STUDY MATERIAL section start
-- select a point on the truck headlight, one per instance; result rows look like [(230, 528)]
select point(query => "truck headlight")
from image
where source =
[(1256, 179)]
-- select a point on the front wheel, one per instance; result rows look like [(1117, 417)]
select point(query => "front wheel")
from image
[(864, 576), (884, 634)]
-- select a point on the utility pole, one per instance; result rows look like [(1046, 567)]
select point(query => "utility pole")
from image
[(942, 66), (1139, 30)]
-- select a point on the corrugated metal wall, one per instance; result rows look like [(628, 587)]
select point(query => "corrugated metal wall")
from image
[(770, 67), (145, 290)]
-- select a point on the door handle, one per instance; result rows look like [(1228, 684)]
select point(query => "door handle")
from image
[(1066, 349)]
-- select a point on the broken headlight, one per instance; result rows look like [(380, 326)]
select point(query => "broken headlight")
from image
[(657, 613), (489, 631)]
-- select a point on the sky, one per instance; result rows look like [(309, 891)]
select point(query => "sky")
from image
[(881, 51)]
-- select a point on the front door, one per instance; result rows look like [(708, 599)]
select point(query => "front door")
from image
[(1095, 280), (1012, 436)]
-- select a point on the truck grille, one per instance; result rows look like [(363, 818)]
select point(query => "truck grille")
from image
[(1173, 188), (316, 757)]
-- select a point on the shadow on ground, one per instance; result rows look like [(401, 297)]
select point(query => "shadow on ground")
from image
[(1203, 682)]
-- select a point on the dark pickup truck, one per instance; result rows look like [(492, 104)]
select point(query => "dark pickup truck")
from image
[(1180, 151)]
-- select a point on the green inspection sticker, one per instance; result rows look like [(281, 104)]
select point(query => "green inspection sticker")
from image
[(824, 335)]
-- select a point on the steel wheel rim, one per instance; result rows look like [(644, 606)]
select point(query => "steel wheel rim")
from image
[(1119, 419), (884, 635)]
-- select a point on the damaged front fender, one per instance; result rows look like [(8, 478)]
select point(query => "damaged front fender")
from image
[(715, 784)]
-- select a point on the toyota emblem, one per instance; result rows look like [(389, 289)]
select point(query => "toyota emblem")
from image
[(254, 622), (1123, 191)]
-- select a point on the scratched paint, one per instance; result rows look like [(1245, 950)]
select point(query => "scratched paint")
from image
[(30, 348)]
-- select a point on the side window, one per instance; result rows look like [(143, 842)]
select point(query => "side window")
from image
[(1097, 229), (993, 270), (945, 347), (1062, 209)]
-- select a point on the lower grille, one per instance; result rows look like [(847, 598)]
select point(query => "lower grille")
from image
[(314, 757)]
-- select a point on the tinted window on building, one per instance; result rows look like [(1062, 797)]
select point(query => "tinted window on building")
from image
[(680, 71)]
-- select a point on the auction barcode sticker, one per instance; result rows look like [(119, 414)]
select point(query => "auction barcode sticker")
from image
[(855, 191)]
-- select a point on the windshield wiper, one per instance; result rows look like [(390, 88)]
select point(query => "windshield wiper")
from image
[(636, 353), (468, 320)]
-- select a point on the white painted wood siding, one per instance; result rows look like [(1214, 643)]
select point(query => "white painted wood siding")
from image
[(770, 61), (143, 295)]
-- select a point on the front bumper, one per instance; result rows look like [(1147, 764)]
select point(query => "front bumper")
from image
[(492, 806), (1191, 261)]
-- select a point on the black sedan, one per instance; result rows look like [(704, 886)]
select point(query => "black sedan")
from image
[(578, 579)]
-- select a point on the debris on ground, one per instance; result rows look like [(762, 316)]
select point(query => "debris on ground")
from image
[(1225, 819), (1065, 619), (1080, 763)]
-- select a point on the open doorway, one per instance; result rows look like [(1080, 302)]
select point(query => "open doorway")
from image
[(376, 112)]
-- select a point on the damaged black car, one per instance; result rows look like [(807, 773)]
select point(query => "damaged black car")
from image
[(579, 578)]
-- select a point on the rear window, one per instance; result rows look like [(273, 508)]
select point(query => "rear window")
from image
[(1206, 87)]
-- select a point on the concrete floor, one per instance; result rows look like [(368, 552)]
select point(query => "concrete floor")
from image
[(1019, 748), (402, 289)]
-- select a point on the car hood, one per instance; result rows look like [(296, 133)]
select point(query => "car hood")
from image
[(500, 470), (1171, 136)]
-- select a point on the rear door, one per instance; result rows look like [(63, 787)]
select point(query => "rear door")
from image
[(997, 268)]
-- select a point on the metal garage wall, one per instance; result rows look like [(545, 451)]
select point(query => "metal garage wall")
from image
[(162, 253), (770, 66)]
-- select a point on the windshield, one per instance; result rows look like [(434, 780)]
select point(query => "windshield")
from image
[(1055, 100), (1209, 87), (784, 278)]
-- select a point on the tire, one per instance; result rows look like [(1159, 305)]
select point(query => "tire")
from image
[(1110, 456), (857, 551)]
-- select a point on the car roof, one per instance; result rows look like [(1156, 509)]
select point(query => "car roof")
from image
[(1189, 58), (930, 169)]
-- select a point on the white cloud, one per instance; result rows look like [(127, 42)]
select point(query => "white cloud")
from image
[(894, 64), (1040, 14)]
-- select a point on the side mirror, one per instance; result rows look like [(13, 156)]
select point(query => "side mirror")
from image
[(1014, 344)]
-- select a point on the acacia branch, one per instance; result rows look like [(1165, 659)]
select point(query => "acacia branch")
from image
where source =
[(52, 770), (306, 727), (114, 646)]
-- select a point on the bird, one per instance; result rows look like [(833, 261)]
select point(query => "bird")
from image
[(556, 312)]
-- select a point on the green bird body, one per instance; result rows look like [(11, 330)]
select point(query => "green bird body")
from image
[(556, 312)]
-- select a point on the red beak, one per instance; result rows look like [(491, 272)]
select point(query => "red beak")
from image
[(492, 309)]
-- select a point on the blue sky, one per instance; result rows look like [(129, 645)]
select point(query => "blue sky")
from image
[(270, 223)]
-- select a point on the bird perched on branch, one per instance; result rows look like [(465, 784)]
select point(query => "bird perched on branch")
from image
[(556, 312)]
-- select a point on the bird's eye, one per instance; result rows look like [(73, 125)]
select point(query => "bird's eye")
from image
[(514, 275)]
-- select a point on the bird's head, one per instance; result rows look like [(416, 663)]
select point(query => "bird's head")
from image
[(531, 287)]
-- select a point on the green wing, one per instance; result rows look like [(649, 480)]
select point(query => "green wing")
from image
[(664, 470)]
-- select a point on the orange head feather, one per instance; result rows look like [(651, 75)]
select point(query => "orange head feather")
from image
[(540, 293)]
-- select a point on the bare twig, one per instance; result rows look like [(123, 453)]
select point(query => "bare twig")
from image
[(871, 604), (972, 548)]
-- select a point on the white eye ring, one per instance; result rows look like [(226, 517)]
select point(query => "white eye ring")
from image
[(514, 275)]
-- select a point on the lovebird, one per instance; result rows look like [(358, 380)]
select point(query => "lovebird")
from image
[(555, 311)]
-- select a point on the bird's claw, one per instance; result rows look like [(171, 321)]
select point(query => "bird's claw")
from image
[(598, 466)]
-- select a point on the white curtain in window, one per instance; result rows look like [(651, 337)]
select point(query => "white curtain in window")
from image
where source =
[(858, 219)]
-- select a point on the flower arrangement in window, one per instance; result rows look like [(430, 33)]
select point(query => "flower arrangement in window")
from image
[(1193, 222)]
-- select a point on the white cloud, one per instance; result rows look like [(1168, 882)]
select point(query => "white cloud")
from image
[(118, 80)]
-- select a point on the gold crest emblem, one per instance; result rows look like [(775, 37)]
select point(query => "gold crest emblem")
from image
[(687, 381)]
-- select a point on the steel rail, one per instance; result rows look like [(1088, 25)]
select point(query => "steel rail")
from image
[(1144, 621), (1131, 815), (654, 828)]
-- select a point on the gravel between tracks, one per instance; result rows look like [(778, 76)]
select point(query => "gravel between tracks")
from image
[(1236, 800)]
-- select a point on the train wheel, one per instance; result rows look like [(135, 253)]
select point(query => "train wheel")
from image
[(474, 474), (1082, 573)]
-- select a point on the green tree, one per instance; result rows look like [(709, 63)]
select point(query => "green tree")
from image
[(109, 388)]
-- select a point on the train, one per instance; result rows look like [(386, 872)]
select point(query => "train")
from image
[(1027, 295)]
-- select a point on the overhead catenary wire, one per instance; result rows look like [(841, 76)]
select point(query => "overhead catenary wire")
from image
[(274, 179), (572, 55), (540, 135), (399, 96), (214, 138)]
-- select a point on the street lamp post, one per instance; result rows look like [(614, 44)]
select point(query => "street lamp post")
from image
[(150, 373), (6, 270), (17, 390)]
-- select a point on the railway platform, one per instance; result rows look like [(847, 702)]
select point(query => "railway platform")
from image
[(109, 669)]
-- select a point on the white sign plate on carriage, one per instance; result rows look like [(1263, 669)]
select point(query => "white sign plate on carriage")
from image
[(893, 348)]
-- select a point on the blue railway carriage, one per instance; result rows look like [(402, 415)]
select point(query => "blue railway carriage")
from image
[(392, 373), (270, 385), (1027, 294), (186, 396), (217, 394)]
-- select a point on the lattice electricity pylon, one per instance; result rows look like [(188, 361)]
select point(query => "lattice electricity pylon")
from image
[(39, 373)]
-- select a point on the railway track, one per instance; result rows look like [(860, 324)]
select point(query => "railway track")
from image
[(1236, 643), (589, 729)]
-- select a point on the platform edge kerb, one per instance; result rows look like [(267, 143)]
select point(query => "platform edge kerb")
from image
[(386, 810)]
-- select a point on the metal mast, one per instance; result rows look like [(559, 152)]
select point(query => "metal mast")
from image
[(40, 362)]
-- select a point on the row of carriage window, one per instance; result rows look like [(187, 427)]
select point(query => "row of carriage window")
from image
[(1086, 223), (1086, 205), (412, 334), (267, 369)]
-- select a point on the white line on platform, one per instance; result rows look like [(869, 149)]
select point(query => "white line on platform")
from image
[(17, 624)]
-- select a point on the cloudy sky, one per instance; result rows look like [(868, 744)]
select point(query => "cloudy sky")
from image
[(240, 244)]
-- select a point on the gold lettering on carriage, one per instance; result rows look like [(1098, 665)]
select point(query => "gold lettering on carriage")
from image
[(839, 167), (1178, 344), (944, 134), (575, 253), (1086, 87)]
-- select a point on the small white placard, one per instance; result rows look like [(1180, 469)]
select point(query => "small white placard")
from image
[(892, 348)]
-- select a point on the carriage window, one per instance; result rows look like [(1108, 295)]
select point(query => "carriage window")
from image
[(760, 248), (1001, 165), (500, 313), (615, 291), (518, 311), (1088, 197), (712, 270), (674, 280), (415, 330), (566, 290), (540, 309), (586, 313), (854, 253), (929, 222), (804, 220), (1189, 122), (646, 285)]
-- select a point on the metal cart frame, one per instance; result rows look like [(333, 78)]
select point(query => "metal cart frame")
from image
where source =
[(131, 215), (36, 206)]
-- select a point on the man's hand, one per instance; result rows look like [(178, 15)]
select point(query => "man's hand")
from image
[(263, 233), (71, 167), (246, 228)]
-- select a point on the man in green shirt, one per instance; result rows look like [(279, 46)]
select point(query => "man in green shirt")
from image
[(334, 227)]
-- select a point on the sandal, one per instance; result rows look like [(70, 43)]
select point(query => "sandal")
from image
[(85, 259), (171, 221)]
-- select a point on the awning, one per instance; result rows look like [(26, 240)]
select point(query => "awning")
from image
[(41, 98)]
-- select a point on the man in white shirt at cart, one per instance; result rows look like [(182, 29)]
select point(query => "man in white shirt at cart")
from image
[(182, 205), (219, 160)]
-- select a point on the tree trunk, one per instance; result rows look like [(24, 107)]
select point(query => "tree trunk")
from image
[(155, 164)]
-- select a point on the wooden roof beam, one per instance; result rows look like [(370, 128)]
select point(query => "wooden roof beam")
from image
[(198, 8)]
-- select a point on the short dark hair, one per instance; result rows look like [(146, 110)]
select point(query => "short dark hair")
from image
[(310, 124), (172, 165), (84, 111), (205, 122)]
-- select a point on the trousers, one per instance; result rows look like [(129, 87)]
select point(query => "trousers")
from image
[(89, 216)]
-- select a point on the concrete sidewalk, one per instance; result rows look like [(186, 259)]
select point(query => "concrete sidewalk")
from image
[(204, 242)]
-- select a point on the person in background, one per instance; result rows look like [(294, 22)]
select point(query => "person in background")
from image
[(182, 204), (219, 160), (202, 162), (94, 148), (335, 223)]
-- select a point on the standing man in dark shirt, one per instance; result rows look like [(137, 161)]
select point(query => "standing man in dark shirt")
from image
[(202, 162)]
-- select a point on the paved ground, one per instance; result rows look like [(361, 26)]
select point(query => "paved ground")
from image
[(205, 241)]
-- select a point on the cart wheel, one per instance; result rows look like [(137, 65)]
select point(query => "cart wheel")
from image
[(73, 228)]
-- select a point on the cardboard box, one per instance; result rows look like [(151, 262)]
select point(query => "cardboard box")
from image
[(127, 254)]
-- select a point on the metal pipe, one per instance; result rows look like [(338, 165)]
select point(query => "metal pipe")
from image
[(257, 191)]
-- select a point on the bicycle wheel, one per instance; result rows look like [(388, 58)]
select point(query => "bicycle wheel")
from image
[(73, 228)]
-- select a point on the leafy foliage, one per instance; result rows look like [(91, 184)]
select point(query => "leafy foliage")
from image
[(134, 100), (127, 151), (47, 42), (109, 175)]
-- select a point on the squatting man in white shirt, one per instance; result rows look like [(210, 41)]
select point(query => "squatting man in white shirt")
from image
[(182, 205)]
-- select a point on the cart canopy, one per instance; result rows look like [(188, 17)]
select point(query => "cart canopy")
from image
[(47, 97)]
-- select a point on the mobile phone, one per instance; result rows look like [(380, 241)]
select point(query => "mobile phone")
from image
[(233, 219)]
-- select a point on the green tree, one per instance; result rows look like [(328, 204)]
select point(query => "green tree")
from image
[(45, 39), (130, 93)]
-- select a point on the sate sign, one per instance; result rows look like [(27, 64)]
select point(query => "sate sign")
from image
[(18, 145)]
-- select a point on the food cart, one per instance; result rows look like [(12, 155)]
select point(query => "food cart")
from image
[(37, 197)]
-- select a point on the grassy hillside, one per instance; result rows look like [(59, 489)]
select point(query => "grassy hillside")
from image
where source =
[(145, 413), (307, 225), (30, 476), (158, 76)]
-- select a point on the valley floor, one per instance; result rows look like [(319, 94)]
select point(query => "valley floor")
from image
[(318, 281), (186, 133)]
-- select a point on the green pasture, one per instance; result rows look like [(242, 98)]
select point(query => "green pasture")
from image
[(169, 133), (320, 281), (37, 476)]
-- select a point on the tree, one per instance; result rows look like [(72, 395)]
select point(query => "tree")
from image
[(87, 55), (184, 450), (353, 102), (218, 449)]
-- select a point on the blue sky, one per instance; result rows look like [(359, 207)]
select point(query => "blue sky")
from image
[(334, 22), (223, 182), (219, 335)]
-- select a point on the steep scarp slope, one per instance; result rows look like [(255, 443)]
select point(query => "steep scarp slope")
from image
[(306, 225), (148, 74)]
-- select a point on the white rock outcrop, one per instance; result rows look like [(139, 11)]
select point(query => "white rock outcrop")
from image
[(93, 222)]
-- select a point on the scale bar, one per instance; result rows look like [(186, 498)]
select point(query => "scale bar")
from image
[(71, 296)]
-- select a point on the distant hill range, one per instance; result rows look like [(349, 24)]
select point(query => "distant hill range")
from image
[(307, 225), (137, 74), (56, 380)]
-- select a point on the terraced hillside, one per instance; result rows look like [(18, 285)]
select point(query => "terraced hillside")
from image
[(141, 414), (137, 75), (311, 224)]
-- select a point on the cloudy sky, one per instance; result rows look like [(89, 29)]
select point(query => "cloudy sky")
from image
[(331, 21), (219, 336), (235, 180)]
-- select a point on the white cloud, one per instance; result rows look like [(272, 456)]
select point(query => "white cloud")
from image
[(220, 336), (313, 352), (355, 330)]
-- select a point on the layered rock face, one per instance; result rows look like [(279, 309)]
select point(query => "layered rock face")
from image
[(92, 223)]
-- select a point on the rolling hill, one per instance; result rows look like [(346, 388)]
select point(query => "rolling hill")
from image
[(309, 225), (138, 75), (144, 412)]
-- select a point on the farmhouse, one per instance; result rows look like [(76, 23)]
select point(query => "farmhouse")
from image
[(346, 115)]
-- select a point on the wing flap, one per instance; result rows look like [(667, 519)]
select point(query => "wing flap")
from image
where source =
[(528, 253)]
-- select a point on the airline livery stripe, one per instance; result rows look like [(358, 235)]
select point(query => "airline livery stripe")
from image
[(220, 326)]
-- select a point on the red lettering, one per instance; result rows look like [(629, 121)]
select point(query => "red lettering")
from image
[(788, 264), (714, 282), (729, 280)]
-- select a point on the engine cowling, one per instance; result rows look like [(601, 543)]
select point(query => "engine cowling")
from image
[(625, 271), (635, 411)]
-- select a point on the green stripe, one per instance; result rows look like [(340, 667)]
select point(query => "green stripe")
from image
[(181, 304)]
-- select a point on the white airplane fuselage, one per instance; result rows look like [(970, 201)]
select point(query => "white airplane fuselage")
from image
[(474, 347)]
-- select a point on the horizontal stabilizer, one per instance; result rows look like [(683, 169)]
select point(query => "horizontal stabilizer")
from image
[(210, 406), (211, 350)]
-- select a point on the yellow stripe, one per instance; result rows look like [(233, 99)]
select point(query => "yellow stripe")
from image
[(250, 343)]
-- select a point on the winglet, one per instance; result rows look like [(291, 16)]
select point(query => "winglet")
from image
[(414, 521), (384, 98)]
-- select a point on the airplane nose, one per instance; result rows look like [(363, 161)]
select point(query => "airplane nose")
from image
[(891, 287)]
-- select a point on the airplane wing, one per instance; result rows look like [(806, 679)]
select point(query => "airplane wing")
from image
STUDY MATERIAL section end
• **ASSIGNMENT**: Which of the lines in the data hold the string "cloudy"? Report each of them by copying it.

• **YOUR SOLUTION**:
-- select a point on the cloudy sky, one per instance; result rows look like [(868, 744)]
select point(query => "cloudy sky")
-- select a point on the cloudy sky, one per instance; result rows look like [(89, 29)]
select point(query => "cloudy sky")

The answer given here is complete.